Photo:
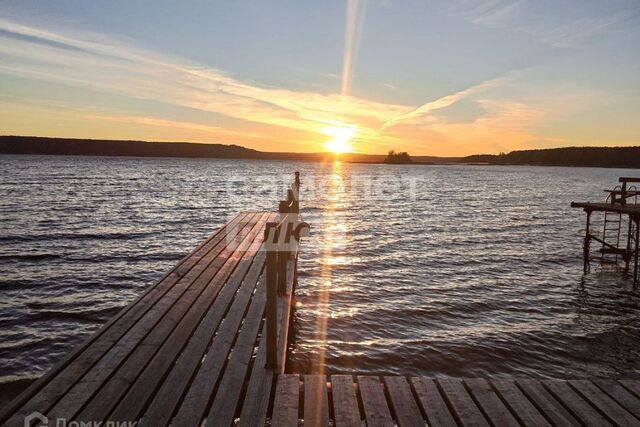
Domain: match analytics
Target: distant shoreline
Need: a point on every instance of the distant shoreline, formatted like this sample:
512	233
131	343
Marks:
604	157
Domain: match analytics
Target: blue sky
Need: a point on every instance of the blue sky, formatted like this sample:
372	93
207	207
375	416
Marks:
430	77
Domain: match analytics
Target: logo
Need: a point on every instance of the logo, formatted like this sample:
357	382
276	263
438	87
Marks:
35	418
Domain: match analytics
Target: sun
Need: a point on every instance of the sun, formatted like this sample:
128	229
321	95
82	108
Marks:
340	137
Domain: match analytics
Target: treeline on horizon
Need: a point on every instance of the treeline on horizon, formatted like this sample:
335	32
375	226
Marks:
624	157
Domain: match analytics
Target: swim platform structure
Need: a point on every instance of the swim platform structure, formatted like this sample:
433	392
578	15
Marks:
207	344
620	227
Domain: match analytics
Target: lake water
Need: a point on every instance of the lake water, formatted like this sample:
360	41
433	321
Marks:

------------------------------

Leave the pictures out and reproduce all of the records exactly.

> **Worked solution**
Photo:
Domain: match analytics
Target: distant shoreline
Need: a point on every instance of the distant shoreline, formatted like this sample:
512	233
131	343
Marks:
604	157
Domain: match analytics
Target: blue sky
Need: a point on every instance of the blue sky, formatted like this sample:
372	93
207	207
375	416
Marks:
430	77
Domain: match analytics
Target: logo
Need: a point on every instance of the logo, formatted like this sample:
357	382
276	263
438	87
Marks:
35	418
Domain: match analytics
Target: sun
Need: a point on every instance of the sun, formatted like this sample:
128	229
321	95
82	108
Marks:
340	137
Domain: match analytics
Target: treeline on horizon
Need: a point on every instance of the treeline on horizon, formatted like this sample:
335	32
375	226
Marks:
624	157
Domain: match analytics
Target: swim platform structure
Need: a point on every instance of the swim platform structure, formatted like this sample:
433	392
578	15
Marks:
207	344
620	227
Domain: match analytics
Target: lake water
Need: a point on every instance of the lake water, formatted like this sample:
360	41
433	321
Marks:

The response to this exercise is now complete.